Alors, voilà. Oui, je condamne l'antisémitisme de Céline comme tout un chacun - et peut-être avec moins de mauvaise foi que d'autres, car je ne suis pas antisémite, et je me définis comme philosémite, voire comme sioniste. Je pense en outre qu'il y a beaucoup d'antisémites non avoués parmi les admirateurs avoués de Céline. Mais non, jamais de ma vie, je ne ferais un article contre Céline. Jamais je ne ferais quelque chose qui aille contre mon grantécrivain. Ses livres m'ont donné trop de félicité. Et toi Raphaël ? Et vous Pierre Boyer ? Et vous tous, les céliniens, amis, ennemis, compères ? Avouez ! La morale, on fait semblant. La mettre en pratique, ça nous répugnerait pas mal, non ? Qui parmi nous serait capable d'écrire un article dans lequel il dirait que la responsabilité historique et politique devrait l'emporter sur le génie littéraire ? Qui oserait avancer l'idée que l'influence de Céline sur le monde des lettres est largement excessive, et que l'on devrait aussi moins le citer dans les manuels de littérature - ou à travers une seule page comme au temps des Lagarde et Michard ? Qui enfin écrirait un essai sur la responsabilité sociale et morale des écrivains, et que la littérature, c'est bien beau, mais que cela importe moins que la vraie vie et les vraies valeurs ? Ca nous ferait mal d'être obligé de faire cent lignes là-dessus, n'est-ce pas ?
D'autant que, parce que là aussi il faut tout dire, tout confesser, tout avouer, Bagatelles, on l'a tous dans notre bibliothèque et on se l'exhibe fièrement - les plus fiers d'entre nous étant ceux qui ont l'édition originale à 500 euros, non, comme moi, le fac-similé qui n'a coûté que 60 euros. C'est même la première chose dont on parle entre céliniens, Bagatelles, et dont on se lit, complices comme tout, les pages d'anthologie. "Mais mon cher, je connais tout Bagatelles par coeur !", se vantait un jour Sollers à Nabe.
Commentaires
Céline est le révélateur de notre schizophrénie.
Il y a aussi une chose : Céline, même avec sa "petite musique", même avec l'invention verbale, la verve et la violence, serait-il devenu un tel "mythe" littéraire s'il n'avait pas été EN PLUS antisémite ?
Nous louons le style, condamnons les idées, mais au fond, Céline, c'est le copain de classe qui se permet de faire toutes les conneries possibles pendant qu'on se tient assis bien sagement, et qu'on admire d'oser affronter l'autorité... Peut-être que sans cette haine des Juifs, Céline serait resté dans la littérature comme un inventeur de langue talentueux, à la Queneau, une sorte de Prévert des bas-fonds dont quelques extraits pittoresques auraient été étudiés en cours dans des travaux sur l'oralité...
Au lieu de quoi, Céline, c'est un monstre ! Une créature de Frankenstein fascinante et dangereuse. En avouant notre admiration pour Céline, nous avons l'impression de courir nous aussi un peu le risque du peloton d'exécution. Zazie dans le métro aussi reproduit l'oralité - pourtant tous les auteurs qui veulent retrouver dans leurs livres l'authenticité du langage parlé vont chercher du côté de Destouches, son rythme, sa musique, son souffle, ses trois points...

++++++++++++++++++++

# Tâches à faire
1 - Répondez à ces questions sur l'extrait sur Céline :
(a) Comment l'auteur se définit-il vis-à-vis des Juifs ?
(b) Combien a coûté son fac-similé de Bagatelles ?
(c) Quel livre, cité par un commentaire, reproduit aussi l'oralité ?
2 - Reproduisez fidèlement le passage de l'extrait sur Céline qui va de « Nous louons le » jusqu'à « travaux sur l'oralité... ».
3 - Poursuivez l'extrait sur Céline au-delà de sa dernière phrase.
Les enregistrements n'ont ici aucun rôle.

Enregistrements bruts
++++++++++++++++++++

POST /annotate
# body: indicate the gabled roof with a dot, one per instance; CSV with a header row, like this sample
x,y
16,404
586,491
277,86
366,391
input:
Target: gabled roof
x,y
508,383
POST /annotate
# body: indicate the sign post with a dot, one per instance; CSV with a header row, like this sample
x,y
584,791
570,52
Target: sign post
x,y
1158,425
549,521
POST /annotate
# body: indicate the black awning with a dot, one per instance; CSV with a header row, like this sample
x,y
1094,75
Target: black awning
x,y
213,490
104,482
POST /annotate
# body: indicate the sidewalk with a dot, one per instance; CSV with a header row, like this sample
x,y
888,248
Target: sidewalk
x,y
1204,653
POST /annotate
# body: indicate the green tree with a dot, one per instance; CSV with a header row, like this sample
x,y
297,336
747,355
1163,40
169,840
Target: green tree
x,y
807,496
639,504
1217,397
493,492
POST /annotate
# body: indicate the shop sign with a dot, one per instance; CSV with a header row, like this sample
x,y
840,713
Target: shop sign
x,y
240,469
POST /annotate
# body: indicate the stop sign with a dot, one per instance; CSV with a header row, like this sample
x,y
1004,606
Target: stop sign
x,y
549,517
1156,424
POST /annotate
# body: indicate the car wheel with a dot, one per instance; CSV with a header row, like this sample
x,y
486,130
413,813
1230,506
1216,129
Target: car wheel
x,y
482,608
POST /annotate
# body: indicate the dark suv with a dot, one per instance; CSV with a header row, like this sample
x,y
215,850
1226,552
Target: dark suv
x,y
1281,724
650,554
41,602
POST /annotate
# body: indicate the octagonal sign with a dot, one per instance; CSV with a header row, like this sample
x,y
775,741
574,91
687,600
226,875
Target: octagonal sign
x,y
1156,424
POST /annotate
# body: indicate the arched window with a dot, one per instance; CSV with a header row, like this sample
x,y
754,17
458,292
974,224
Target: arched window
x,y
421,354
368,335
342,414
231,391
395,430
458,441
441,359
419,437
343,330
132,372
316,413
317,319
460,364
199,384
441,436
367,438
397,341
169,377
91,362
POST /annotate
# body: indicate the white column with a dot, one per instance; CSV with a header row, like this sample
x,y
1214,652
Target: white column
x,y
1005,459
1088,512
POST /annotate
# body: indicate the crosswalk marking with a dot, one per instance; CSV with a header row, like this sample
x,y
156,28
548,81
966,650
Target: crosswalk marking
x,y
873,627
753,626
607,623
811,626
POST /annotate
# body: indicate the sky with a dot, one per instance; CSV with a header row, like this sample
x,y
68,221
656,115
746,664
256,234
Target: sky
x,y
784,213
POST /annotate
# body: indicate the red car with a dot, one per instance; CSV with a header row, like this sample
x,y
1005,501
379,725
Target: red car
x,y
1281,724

++++++++++++++++++++

# Réponses par tâche
1 -
(a) Comme philosémite, voire comme sioniste.
(b) 60 euros.
(c) Zazie dans le métro.

2 -
Nous louons le style, condamnons les idées, mais au fond, Céline, c'est le copain de classe qui se permet de faire toutes les conneries possibles pendant qu'on se tient assis bien sagement, et qu'on admire d'oser affronter l'autorité... Peut-être que sans cette haine des Juifs, Céline serait resté dans la littérature comme un inventeur de langue talentueux, à la Queneau, une sorte de Prévert des bas-fonds dont quelques extraits pittoresques auraient été étudiés en cours dans des travaux sur l'oralité...

3 -
Alors nous restons sagement assis, c'est le copain rebelle qui se tapera quatre heures de colle, mais ouaouh ! quelle classe il a, ce mec, et qu'est-ce qu'on est fier d'être son copain !...
Ce qui me surprends toujours chez les "moralistes" c'est un peu la propension à réduire l'homme à ses défauts, ses erreurs, à son péché (si j'ose le dire ainsi). Les gens comme vous qui aiment Céline acceptent du le bout des lèvres que c'était un très méchant antisémite, et passent ensuite à ce qu'ils trouvent important et nous rappellent que c'est un grand écrivain, c'est un grand écrivain, c'est un grand écrivain ; les moralistes que vous décrivez font l'inverse - ils acceptent du bout des lèvres que c'est un grand écrivain, qui a une grande importance dans la littérature, et passent ensuite à ce qu'ils trouvent important, à savoir que c'est un antisémite, un antisémite, un antisémite.
Mais je pense que quitte à ne pas juger quelqu'un selon ce qu'il a été plutot que ce qu'il a réalisé, il faut le juger sur toute sa personne et pas sur un de ses défauts (aussi hérétique et digne du bûcher soit ce défaut) : Louis-Ferdinand Céline, c'était aussi un antisémite, mais c'était aussi un homme, qui en même temps que d'horribles bassesses, a fait d'autres grandes choses ... comme de grandes oeuvres de littérature, par exemple. :)
J'ai un peu l'impression que le condamner pour son antisémitisme, c'est moins une histoire de morale que de tabou : on ne peut pas être antisémite, et l'être, c'est se faire condamner sans jugement et sans appel.
(D'ailleurs il faudrait que je revoie cette vidéo, mais j'avais un peu l'impression que Georges Charpak venait un peu comme un cheveu sur la soupe : on parlait littérature, puis on parlait musique (et on écoutait surtout), et le voila qui nous annonce "oui mais vous parliez de Céline, n'oubliez pas qu'il était antisémite, et qu'il aurait haï ces musiciens juifs que l'on voit sur le plateau" ! Non seulement c'est un peu dégueulasse, mais en plus c'est hors sujet.)
Voila !
Quart de Tour, qui ne devrait pas répondre à 23h30, je vais relire ça demain et regretter de l'avoir envoyé :)
Je trouve la remarque de 1/4 de tour plutôt bonne, parce qu'elle souligne un paradoxe que nous retrouvons en filigrane de tous tes textes 'littéraires': que les arts sont sans importance, mais que les artistes sont des personnes dangereuses.
L'on retrouve en même temps que le dénigrement de l'art dans la société, la dévalorisation des humanités dans le mondes des études. Car les deux ont la même fonction: celle d'empêcher de tourner en rond, de nous rappeler que nul n'est sensé ignorer la loi, mais que pour cela, il faut que tous puisse la comprendre. La Constitution qui était sensé unifier les Etats européens était un fatras de mots liés dans un texte aussi épais que le botin. On se fout de qui là?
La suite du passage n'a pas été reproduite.